Rewrite each line of the records below as a numbered list, skipping blank lines and leaving out the pictures.

--- BEGIN Given records ---

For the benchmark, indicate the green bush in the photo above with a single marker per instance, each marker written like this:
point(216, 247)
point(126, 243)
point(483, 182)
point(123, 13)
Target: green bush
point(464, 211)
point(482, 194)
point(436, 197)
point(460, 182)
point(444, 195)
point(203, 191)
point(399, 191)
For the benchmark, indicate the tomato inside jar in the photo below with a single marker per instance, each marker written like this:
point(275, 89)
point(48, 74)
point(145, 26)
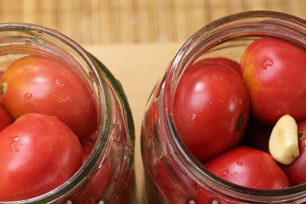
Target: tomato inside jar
point(58, 107)
point(226, 124)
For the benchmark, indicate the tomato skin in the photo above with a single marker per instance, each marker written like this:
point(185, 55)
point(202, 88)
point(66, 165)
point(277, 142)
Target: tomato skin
point(250, 168)
point(38, 84)
point(296, 170)
point(211, 109)
point(5, 118)
point(274, 71)
point(37, 154)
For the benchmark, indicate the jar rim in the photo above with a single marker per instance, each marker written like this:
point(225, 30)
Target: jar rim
point(241, 24)
point(101, 143)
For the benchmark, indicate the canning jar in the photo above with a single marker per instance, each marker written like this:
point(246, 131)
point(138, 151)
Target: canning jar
point(172, 174)
point(107, 176)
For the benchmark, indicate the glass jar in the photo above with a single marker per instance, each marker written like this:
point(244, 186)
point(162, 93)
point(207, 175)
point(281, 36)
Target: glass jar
point(172, 174)
point(108, 174)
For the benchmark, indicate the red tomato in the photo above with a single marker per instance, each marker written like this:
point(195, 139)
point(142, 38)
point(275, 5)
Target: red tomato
point(274, 71)
point(249, 167)
point(296, 170)
point(211, 109)
point(38, 84)
point(37, 154)
point(223, 61)
point(97, 186)
point(5, 118)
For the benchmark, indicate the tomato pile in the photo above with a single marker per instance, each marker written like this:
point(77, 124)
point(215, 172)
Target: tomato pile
point(233, 115)
point(48, 117)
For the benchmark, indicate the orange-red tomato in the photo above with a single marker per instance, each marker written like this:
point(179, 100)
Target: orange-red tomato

--- END Given records ---

Task solution
1. For the benchmark, indicate the green bush in the photo above with a single marker per instance, each marker written like this:
2. point(216, 247)
3. point(126, 243)
4. point(483, 182)
5. point(123, 13)
6. Target: green bush
7. point(464, 211)
8. point(482, 194)
9. point(436, 197)
10. point(460, 182)
11. point(444, 195)
12. point(203, 191)
13. point(399, 191)
14. For the benchmark, indicate the tomato inside jar in the photo below with a single marker per instance, each marker written like this:
15. point(275, 89)
16. point(48, 74)
17. point(145, 26)
18. Target: tomato inside jar
19. point(58, 107)
20. point(226, 124)
21. For the benchmark, indicate the tomato skin in the photo above with a single marker per instance, each marker written like this:
22. point(185, 55)
23. point(202, 88)
24. point(66, 165)
25. point(277, 142)
26. Target: tomato skin
27. point(250, 168)
28. point(38, 84)
29. point(296, 170)
30. point(211, 109)
31. point(5, 118)
32. point(274, 71)
33. point(37, 154)
34. For the benchmark, indicate the jar rim in the photo above with a single marker per instance, each marker written like this:
35. point(225, 30)
36. Target: jar rim
37. point(241, 24)
38. point(101, 143)
39. For the benchmark, indicate the canning jar in the photo above with a single marker per instance, each marker written like this:
40. point(246, 131)
41. point(138, 151)
42. Target: canning jar
43. point(172, 174)
44. point(107, 176)
45. For the benchmark, indicate the glass jar in the photo above with a single marker per instance, each marker written like this:
46. point(244, 186)
47. point(162, 93)
48. point(207, 175)
49. point(281, 36)
50. Target: glass jar
51. point(172, 174)
52. point(108, 174)
53. For the benchmark, indicate the red tomato in the photo above with a single marker per instance, each marker written like this:
54. point(195, 139)
55. point(142, 38)
56. point(275, 5)
57. Target: red tomato
58. point(274, 71)
59. point(249, 167)
60. point(296, 170)
61. point(211, 109)
62. point(38, 84)
63. point(37, 154)
64. point(223, 61)
65. point(97, 186)
66. point(5, 118)
67. For the benchmark, indicate the tomato pile in the photo above with a single marker per instance, each marker written like this:
68. point(77, 124)
69. point(215, 172)
70. Target: tomato pile
71. point(233, 115)
72. point(48, 117)
73. For the benchmark, indicate the orange-red tomato in the photo above with a single marker per instance, each marker written like this:
74. point(179, 100)
75. Target: orange-red tomato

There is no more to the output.